Data excerpts »
--------------------

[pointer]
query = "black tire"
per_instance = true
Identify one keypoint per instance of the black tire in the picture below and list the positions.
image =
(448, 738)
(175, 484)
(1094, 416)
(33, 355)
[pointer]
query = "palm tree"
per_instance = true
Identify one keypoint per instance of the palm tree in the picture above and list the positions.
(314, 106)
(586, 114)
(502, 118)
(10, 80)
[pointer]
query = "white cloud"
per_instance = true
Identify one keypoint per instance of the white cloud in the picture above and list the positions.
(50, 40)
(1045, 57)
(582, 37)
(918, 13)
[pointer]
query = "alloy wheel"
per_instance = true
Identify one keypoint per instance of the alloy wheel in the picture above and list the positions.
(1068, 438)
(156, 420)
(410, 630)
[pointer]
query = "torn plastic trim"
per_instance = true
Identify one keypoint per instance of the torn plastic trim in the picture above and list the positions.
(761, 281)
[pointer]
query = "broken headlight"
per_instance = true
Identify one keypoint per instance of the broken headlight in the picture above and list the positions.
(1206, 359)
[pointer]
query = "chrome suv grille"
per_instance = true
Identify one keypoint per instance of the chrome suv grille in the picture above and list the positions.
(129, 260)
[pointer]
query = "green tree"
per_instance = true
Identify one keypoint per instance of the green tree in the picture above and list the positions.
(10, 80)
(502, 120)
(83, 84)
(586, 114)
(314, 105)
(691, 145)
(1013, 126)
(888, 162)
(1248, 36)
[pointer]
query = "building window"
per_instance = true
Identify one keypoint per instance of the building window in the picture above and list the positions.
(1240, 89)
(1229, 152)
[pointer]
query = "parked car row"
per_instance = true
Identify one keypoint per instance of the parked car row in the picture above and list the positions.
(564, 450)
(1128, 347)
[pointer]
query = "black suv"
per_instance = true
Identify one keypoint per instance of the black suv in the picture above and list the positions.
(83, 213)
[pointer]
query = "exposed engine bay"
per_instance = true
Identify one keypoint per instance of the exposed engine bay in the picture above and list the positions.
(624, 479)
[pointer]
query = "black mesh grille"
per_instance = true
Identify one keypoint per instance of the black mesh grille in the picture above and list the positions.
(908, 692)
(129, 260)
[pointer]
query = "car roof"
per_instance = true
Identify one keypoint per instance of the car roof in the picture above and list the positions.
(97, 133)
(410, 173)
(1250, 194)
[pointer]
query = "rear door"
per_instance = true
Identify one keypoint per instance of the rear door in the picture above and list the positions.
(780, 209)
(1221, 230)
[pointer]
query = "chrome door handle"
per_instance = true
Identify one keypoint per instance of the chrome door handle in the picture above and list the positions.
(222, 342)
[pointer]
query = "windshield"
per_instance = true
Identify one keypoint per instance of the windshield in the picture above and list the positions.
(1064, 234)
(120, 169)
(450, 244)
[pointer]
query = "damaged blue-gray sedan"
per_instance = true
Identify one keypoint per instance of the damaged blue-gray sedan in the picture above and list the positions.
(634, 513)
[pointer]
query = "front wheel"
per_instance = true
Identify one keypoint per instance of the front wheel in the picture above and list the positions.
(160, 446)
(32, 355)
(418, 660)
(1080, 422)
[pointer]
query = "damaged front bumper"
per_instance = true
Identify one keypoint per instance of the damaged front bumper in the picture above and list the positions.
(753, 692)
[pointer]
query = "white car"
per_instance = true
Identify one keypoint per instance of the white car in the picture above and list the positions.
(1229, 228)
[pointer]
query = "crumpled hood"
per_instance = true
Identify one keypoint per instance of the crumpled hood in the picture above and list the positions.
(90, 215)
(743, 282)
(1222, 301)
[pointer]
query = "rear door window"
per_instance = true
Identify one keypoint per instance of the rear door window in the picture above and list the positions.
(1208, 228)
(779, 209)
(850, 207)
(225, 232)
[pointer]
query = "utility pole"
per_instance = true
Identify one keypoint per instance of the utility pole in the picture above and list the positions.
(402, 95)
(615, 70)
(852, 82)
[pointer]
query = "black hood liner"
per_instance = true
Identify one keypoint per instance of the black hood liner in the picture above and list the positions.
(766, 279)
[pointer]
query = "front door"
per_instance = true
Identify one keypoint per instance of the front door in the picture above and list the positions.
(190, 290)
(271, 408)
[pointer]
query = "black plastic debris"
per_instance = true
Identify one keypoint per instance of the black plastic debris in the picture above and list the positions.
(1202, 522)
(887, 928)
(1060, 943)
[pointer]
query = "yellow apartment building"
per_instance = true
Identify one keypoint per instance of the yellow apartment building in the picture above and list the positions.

--------------------

Goal of the exercise »
Word for word, write out every entry shown above.

Response for this exercise »
[pointer]
query = "black tire"
per_instance = true
Identify one keypoint per instance of the black tire in the picture below and list the positions.
image =
(448, 738)
(175, 484)
(1094, 416)
(33, 355)
[pointer]
query = "palm tree"
per_instance = true
Identify one keypoint per instance of the palm tree in the picture above and list the positions.
(314, 106)
(586, 114)
(502, 118)
(10, 80)
[pointer]
query = "white cloud"
per_instance = true
Identify one keypoint per instance of the white cloud in the picture above and list the positions.
(50, 40)
(1045, 57)
(582, 37)
(918, 13)
[pointer]
query = "alloy wheel"
per_instance = true
Identify one keypoint per instance of the alloy wheel in the picture above and list the positions.
(1068, 438)
(156, 420)
(410, 630)
[pointer]
query = "torn plastic trim"
per_instance = true
Identify one keypoint per instance of the torn plastic trim in the picture above and list the positions.
(761, 281)
[pointer]
query = "broken headlight"
per_instance = true
Identify one keypoint per instance of the broken headlight in the picture above and list the positions.
(1206, 359)
[pointer]
query = "chrome suv grille"
per_instance = true
Identify one keypoint per instance of the chrome suv grille in the picture above and list the positions.
(129, 260)
[pointer]
query = "green tree"
per_instance = true
Identify one keypoint per instance of the green tree in the picture above and list the positions.
(10, 80)
(502, 120)
(83, 84)
(586, 114)
(314, 105)
(691, 145)
(1013, 126)
(888, 162)
(1248, 36)
[pointer]
query = "building window"
per_instance = true
Identify one keypoint per instance of the building window in the picture above and list the positions.
(1240, 89)
(1229, 152)
[pointer]
query = "parked car row"
per_instance = true
Identify one keypoint per instance of the parked car row in the picture above and list the positions.
(564, 450)
(1128, 347)
[pointer]
query = "black suv"
per_instance = true
Identify one keypoint per instance of the black suv in the picture above and list the positions.
(83, 213)
[pointer]
query = "exposed engine bay"
per_instance = true
Identify one keypoint per instance of the exposed engine bay in the picture above and list the positions.
(624, 479)
[pointer]
query = "black mesh grille"
per_instance = true
Identify one keypoint per instance of the black mesh grille in the picture above and list the positions.
(908, 692)
(129, 260)
[pointer]
query = "car roof"
per_instance = true
Identify one keypoint per instance of the car roof in the picture above and list the positions.
(97, 133)
(410, 173)
(1250, 194)
[pointer]
query = "rear door"
per_instance = true
Identify one keypoint per instance of the rear door in the picture above and list the positions.
(780, 209)
(1221, 230)
[pointer]
query = "chrome door handle"
per_instance = true
Identify one keypoint per instance of the chrome door handle in the picture above and list the positions.
(222, 342)
[pointer]
query = "windshield"
per_instance = true
Identify one keypoint per instance of the windshield in the picture above and list the positions.
(1064, 234)
(120, 169)
(450, 244)
[pointer]
query = "damaged blue-gray sedan"
per_instance = true
Identify one keypoint per instance of the damaged blue-gray sedan in the picture above and list the positions.
(634, 513)
[pointer]
query = "front wheel"
per_instance = true
Identify one keypoint per instance of the front wheel in the picture above and list the positions.
(160, 446)
(32, 355)
(418, 660)
(1080, 422)
[pointer]
query = "damaged front bumper"
per_instance = true
Identify one keypoint per instance of the damaged front bumper in the picture above and list the positions.
(753, 692)
[pointer]
query = "white car"
per_instance = true
Identify one keypoint per instance of the white car in the picture above and list the positions.
(1229, 228)
[pointer]
query = "crumpled hood"
per_instance = true
Identify one keypoint per instance of the crumpled hood in the picture above and list the positions.
(90, 215)
(743, 282)
(1222, 301)
[pointer]
query = "rear door window"
per_instance = true
Identify one keypoint per instance of the rear door window in the picture above and list the positions.
(1208, 228)
(779, 209)
(850, 207)
(225, 232)
[pointer]
query = "utility pole"
per_instance = true
Identify one keypoint per instance of the utility pole in the picture above and list the positions.
(402, 95)
(615, 70)
(852, 82)
[pointer]
query = "black hood liner"
per_instance = true
Identify one keypoint per instance of the black hood liner in the picture above and list the positions.
(766, 279)
[pointer]
query = "front door"
per_instance = true
Identify one keypoint per instance of the front door in the picture above and list the positions.
(190, 290)
(271, 408)
[pointer]
query = "black plastic debris"
per_instance = true
Identify one keypoint per instance of the black plastic debris in the picture above and list the positions.
(1202, 522)
(887, 928)
(1060, 943)
[pointer]
query = "yellow apartment building"
per_instance = true
Identify one keypoint per instance of the yellow apartment building in the picture above and list the positions.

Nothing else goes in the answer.